Short task:
The data must be written out once more, precisely as given.

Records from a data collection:
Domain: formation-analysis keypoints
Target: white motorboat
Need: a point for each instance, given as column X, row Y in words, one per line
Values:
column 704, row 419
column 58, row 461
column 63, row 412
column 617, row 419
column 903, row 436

Response to this task:
Domain: formation-analysis keypoints
Target: white motorboat
Need: a point for each instance, given as column X, row Y in words, one per line
Values:
column 704, row 419
column 58, row 461
column 63, row 412
column 617, row 419
column 903, row 436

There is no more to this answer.